*TESTO DA ANALIZZARE*.
Al Teatro della Corte una brava Luisa Ranieri dà vita alla vicenda di Hester, una donna immersa in un “profondo mare blu”: per la verità nel mare, o male oscuro, di una passione-infatuazione che, condita di solitudine e di paura del giudizio altrui, l’ha fatta scivolare nella disperazione e nell’incapacità di risollevarsi da un errore di valutazione sentimentale che l’ha resa psicologicamente dipendente, di riprendere il controllo della propria vita.
Hester si è lasciata alle spalle un matrimonio borghese con un magistrato agiato e autorevole per convivere con un giovane pilota disoccupato e diventato alcolizzato anche in seguito alla frustrazione di aver perso il lavoro.
Le oggettive nuove condizioni di vita, tra ristrettezze economiche e un ostinato ed affannoso impegno per costruire un rapporto valido con il nuovo partner, hanno fiaccato le risorse nervose e psicologiche della donna, che tenta il suicidio, apparentemente perchè Freddie, troppo impegnato a girare per circoli e bar, non ha ricordato il suo compleanno.
In realtà la dimenticanza del giovane è solo la punta dell’iceberg delle ragioni del fallimento di un legame, formatosi sull’onda della passione ma privo di fondamenta, come appare chiaro dal colloquio sfogo, dopo l’accaduto, di Freddie con l’amico Jackie, dal quale si evince un attaccamento effettivo a Hester ma anche la sua visione immatura e unilaterale dei rapporti sentimentali e l’assoluta inconsapevolezza del patrimonio affettivo femminile e delle sue esigenze.

[Righe estratte]
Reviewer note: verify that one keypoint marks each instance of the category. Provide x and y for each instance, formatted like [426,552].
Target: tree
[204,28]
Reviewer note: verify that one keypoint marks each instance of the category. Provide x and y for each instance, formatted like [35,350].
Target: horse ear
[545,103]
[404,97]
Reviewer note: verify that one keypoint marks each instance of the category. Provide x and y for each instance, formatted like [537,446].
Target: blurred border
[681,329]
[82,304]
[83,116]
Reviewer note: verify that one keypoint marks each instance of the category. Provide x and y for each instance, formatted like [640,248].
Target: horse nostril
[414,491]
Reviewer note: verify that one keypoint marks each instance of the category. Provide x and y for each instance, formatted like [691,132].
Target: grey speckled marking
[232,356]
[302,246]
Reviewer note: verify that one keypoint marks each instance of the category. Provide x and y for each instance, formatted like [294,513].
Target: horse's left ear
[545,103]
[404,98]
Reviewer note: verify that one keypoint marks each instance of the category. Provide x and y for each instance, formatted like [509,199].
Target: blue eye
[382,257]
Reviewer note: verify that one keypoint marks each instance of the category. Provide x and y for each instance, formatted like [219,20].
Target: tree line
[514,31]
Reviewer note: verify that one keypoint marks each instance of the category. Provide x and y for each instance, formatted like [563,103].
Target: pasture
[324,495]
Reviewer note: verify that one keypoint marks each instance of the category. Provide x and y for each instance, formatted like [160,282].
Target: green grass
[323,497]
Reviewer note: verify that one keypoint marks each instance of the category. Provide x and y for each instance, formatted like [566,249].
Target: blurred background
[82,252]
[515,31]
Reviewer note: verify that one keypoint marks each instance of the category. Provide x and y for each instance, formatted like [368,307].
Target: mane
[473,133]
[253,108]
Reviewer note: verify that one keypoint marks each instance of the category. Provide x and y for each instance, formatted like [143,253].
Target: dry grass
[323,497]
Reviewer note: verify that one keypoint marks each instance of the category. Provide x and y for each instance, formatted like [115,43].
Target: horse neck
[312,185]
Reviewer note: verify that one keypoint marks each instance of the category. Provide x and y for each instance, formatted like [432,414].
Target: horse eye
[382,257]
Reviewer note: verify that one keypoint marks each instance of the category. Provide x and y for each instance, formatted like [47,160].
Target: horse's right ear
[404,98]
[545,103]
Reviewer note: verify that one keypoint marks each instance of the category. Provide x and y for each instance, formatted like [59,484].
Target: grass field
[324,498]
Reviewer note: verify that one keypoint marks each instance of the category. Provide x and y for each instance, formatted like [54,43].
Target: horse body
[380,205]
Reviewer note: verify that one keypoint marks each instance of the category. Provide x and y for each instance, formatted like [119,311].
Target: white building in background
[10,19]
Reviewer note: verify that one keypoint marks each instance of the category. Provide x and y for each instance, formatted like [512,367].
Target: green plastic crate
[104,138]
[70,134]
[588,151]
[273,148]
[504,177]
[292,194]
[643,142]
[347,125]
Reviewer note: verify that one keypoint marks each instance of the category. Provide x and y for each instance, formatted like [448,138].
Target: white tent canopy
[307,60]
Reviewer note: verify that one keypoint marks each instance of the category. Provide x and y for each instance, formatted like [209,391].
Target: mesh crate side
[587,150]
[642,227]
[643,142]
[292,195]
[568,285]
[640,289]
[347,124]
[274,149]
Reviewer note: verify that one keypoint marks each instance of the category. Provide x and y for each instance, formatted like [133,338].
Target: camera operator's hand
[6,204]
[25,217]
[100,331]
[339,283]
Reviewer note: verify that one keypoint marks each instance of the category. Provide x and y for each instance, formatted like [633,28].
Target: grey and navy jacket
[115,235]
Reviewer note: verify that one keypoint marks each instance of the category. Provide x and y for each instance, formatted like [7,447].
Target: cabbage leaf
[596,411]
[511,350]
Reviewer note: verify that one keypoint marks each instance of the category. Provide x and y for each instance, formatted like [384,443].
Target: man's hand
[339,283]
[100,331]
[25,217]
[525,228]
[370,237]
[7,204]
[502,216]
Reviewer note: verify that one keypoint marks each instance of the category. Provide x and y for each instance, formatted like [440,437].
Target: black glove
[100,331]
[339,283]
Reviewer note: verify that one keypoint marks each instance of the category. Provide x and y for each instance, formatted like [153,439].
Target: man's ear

*CONSEGNA*.
Rispondi a queste domande sulla recensione teatrale:
(a) In quale teatro va in scena lo spettacolo?
(b) Che mestiere fa l'uomo con cui Hester era sposata?
(c) Con chi si sfoga Freddie dopo il tentato suicidio di Hester?
Le righe non hanno alcun legame con il testo.

*RISPOSTA*.
(a) Al Teatro della Corte.
(b) È un magistrato.
(c) Con l'amico Jackie.